■ Work to be completed ■
Copy the items from the line containing "Each instance of the white collar" through the end of the items, both ends included, keeping the requests unchanged. Shift every x and y coordinate in the answers by adding -46.

-- START OF Input material --

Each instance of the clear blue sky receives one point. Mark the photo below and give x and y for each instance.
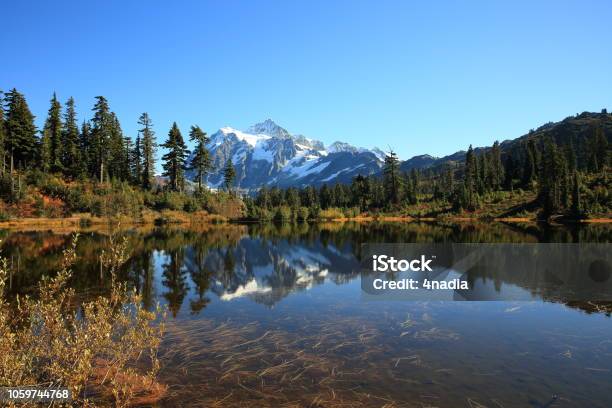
(421, 77)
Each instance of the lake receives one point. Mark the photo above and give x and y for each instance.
(273, 315)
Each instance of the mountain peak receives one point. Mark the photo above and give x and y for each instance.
(267, 127)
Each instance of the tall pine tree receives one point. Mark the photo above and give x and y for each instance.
(229, 175)
(102, 128)
(2, 136)
(392, 182)
(201, 162)
(148, 151)
(21, 140)
(174, 160)
(71, 157)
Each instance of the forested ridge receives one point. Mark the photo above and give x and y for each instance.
(559, 170)
(91, 166)
(76, 165)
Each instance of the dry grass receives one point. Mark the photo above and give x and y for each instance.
(105, 352)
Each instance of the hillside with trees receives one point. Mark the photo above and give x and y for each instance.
(93, 168)
(558, 171)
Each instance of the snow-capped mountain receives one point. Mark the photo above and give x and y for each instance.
(267, 154)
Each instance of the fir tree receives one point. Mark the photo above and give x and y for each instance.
(201, 162)
(148, 150)
(497, 167)
(576, 204)
(136, 162)
(392, 178)
(84, 144)
(469, 200)
(21, 141)
(71, 157)
(531, 163)
(44, 150)
(174, 160)
(53, 132)
(117, 158)
(2, 135)
(102, 128)
(229, 175)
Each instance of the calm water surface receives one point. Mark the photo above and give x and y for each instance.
(273, 316)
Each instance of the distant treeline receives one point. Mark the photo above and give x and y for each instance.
(80, 163)
(571, 180)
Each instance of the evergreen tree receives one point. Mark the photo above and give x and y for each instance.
(21, 141)
(101, 131)
(552, 179)
(117, 157)
(361, 192)
(263, 198)
(449, 182)
(174, 160)
(392, 178)
(44, 150)
(2, 135)
(531, 163)
(201, 161)
(229, 175)
(136, 162)
(415, 180)
(469, 199)
(576, 204)
(84, 144)
(497, 167)
(71, 158)
(600, 147)
(52, 136)
(148, 150)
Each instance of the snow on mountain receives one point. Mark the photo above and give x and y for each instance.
(267, 154)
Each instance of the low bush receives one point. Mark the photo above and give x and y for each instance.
(44, 341)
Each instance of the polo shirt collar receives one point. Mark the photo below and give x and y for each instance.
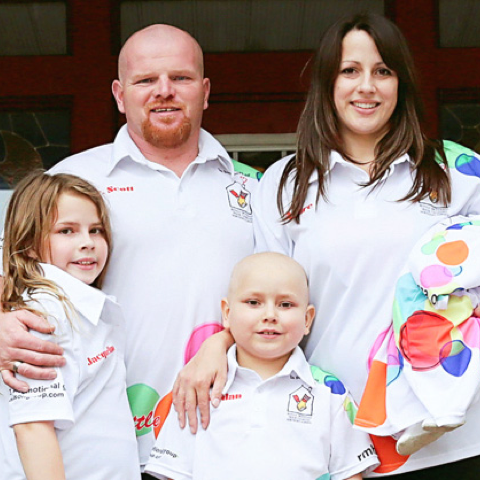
(209, 149)
(87, 300)
(296, 365)
(337, 159)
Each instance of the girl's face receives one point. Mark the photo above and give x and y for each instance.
(365, 91)
(76, 242)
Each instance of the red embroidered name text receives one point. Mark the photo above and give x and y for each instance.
(100, 356)
(119, 189)
(231, 397)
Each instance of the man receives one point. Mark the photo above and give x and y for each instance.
(181, 219)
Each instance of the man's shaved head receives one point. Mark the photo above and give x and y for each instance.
(158, 35)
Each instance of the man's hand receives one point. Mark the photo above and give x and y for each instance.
(17, 345)
(208, 368)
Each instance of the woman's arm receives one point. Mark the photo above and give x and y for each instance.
(39, 451)
(192, 387)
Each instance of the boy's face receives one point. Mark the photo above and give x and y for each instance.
(267, 310)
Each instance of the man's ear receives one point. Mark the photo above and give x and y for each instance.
(225, 313)
(206, 92)
(117, 90)
(309, 316)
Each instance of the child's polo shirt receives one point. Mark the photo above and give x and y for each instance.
(286, 427)
(87, 401)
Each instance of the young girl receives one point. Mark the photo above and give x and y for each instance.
(56, 247)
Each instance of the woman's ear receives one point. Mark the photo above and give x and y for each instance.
(309, 316)
(32, 254)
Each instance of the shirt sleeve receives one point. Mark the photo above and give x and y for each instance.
(173, 453)
(48, 400)
(270, 233)
(351, 451)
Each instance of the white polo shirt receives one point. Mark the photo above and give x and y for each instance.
(87, 401)
(176, 241)
(353, 248)
(286, 427)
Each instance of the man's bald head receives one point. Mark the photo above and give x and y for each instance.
(157, 35)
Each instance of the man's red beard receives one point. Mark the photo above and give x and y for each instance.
(165, 135)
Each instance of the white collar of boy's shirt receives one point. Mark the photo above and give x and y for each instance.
(89, 301)
(209, 149)
(296, 364)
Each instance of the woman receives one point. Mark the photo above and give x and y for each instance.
(364, 185)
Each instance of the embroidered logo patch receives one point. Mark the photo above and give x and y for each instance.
(239, 200)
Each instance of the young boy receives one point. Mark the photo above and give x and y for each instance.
(279, 418)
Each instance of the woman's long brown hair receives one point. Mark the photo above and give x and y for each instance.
(318, 128)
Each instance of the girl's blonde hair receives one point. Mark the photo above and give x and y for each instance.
(31, 213)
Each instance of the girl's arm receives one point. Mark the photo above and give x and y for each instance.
(39, 451)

-- END OF Input material --

■ Solution for this task ■
Each instance of the white collar of boy's shirt receives one point. Mark the photo above and give x and y for each instance.
(43, 255)
(163, 103)
(250, 318)
Each instance of the woman receives one point. Mark the photo above and give x and y for each instance.
(318, 139)
Each instance of the embroidered logo patch receives one point. Mark the photo above and give x and y for each instance.
(193, 154)
Each instance of the young boy receives one point. Mark the photo above and give x and y for each instance.
(233, 372)
Each instance of the woman's long brown hair receives one point. Mark the photo above and give x and y for each instance.
(272, 82)
Each instance of the girl's blonde hair receives one point. Mark the photo above and give x and y for each instance.
(-15, 167)
Each instance of the girl's arm receives one point. Mark the photo above and give x and y for each instance.
(-7, 405)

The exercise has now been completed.